### [Provided records]
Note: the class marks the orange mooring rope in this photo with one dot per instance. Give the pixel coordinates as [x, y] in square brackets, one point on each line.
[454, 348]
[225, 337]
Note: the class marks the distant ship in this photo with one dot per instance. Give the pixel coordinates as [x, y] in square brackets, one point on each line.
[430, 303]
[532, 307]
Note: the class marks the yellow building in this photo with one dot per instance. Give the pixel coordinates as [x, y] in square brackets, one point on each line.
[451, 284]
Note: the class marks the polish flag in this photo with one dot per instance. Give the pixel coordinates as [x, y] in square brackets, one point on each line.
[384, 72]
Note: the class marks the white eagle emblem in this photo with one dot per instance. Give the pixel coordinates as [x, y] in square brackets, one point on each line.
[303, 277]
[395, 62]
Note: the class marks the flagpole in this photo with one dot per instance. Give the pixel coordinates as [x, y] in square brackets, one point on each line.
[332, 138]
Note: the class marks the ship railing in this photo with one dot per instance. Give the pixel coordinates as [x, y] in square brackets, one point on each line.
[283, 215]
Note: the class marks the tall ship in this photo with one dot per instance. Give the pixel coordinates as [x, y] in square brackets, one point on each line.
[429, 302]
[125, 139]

### [Your goal]
Here the goal is to repeat each entry exactly.

### [Response]
Note: the class marks the orange mooring rope in this photo with one dot per instance. Give the pixel coordinates as [x, y] in square brackets, one point on each line.
[454, 348]
[225, 337]
Note: the class marks the distant ship in this photo with one dot per instance. Give the pixel coordinates as [x, y] in square brackets, one point on each line.
[430, 303]
[532, 307]
Note: the class marks the yellow building in this photo with one dot per instance. Give the pixel coordinates as [x, y] in square brackets, one point on each line.
[451, 284]
Note: the class marks the polish flag in this photo with one dot per instance. Give the pixel coordinates as [x, y] in square brackets, one point on each line.
[384, 72]
Note: the class marks the white eagle emblem in this photo with one dot per instance. Give the pixel coordinates as [x, y] in square brackets, one point on each line.
[303, 277]
[395, 62]
Note: the class marks the flagpole in this photo with one dot per instance. Give the pixel coordinates as [x, y] in square brackets, one point on each line.
[332, 138]
Note: the class marks the ship railing in this photo with one dot per instance. Give the pixel coordinates as [x, y] in square brackets, one point on each line.
[283, 215]
Note: the class marks the tall ship in this photo with one dot per instance. Give the pixel coordinates as [x, y] in square brackets, one point on each line.
[429, 302]
[125, 139]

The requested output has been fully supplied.